— TASK GOAL —
Reproduce every one of the following lines verbatim, from the first to the last.

(Dataset items)
============================================================
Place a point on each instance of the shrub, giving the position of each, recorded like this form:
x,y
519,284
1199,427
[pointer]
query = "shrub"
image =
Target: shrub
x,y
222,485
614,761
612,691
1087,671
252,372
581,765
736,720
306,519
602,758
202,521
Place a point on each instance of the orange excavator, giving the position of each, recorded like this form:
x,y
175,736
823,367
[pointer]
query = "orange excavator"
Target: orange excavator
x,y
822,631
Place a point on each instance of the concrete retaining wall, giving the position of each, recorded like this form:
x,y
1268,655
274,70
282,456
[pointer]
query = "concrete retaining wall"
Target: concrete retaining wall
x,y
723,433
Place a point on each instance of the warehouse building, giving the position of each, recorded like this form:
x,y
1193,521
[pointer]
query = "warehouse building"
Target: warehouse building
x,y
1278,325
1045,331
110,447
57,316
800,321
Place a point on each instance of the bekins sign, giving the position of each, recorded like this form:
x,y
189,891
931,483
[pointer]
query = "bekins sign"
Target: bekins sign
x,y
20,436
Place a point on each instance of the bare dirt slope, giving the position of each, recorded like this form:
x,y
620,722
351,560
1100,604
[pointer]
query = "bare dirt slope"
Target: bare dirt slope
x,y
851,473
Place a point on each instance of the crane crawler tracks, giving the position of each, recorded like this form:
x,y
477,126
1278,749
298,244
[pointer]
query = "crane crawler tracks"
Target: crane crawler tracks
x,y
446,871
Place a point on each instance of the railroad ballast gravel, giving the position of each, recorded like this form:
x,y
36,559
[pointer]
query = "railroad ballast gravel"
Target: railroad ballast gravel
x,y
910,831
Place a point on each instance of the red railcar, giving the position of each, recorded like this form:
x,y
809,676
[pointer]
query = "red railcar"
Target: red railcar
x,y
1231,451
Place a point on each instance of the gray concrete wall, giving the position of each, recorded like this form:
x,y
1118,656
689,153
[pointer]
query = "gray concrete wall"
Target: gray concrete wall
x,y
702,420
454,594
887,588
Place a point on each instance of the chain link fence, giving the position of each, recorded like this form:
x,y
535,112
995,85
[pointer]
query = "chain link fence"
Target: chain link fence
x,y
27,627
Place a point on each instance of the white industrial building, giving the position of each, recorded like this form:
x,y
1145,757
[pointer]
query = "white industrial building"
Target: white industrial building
============================================================
— COMPLETE OUTPUT —
Place a point on each instance of the shrub, giving the position of each, recorded like this form:
x,y
519,284
1199,427
[pointer]
query = "shrub"
image =
Target: shrub
x,y
222,485
614,761
612,691
1087,671
252,372
581,765
736,720
306,519
602,758
202,521
Place a point on each instance of the orange excavator, giving the position of each, recorded like this form:
x,y
175,736
823,367
[pointer]
query = "orange excavator"
Target: orange excavator
x,y
822,631
Place a point on each instance of the concrete retaining wall, giving the position of each, recorded like this form:
x,y
1268,655
274,70
282,456
[pointer]
query = "concrete retaining wall"
Target: concrete retaining wall
x,y
723,433
Place a point on each instance of the warehouse building, giving the position of each, recorded like this form:
x,y
1193,521
[pointer]
query = "warehouse building"
Target: warehouse building
x,y
1278,325
1045,331
110,447
57,316
800,321
Place a point on each instance of the bekins sign, giving the position of each, recorded like this form:
x,y
189,891
931,483
[pointer]
query = "bekins sign"
Target: bekins sign
x,y
20,436
Place a point on each instance of the bare dirt slope, giving the position of each, recorded like this form:
x,y
620,722
351,560
1100,604
[pointer]
query = "bare dirt slope"
Target: bare dirt slope
x,y
851,473
Place a point on each instance of the crane crawler tracks, giving the position of each, recorded like this form:
x,y
477,126
1278,749
298,244
[pointer]
query = "crane crawler tracks"
Target: crane crawler tracks
x,y
446,871
Place a point on each instance of the railroad ballast gravel, giving the position of each, recorded like this form:
x,y
36,559
[pointer]
query = "railroad ballast gravel"
Target: railroad ballast gravel
x,y
910,831
Place a point on each instance of the red railcar, giving the position of each, recorded like this form:
x,y
809,676
[pointer]
query = "red railcar"
Target: red railcar
x,y
1231,451
Place a point on each instance of the gray concrete wall, giving the position of each, recorded like this form:
x,y
1118,656
689,153
[pointer]
query = "gray concrete wall"
Target: gray concrete wall
x,y
702,420
454,594
887,588
Place a point on each instance of the chain link fence, giving the position of each, recorded like this form:
x,y
535,112
995,85
[pointer]
query = "chain link fence"
Target: chain link fence
x,y
27,627
Place a point on each instance of the white industrial building, giving the position of each, recorded like this form:
x,y
1145,757
[pointer]
query = "white industrial building"
Target: white industrial building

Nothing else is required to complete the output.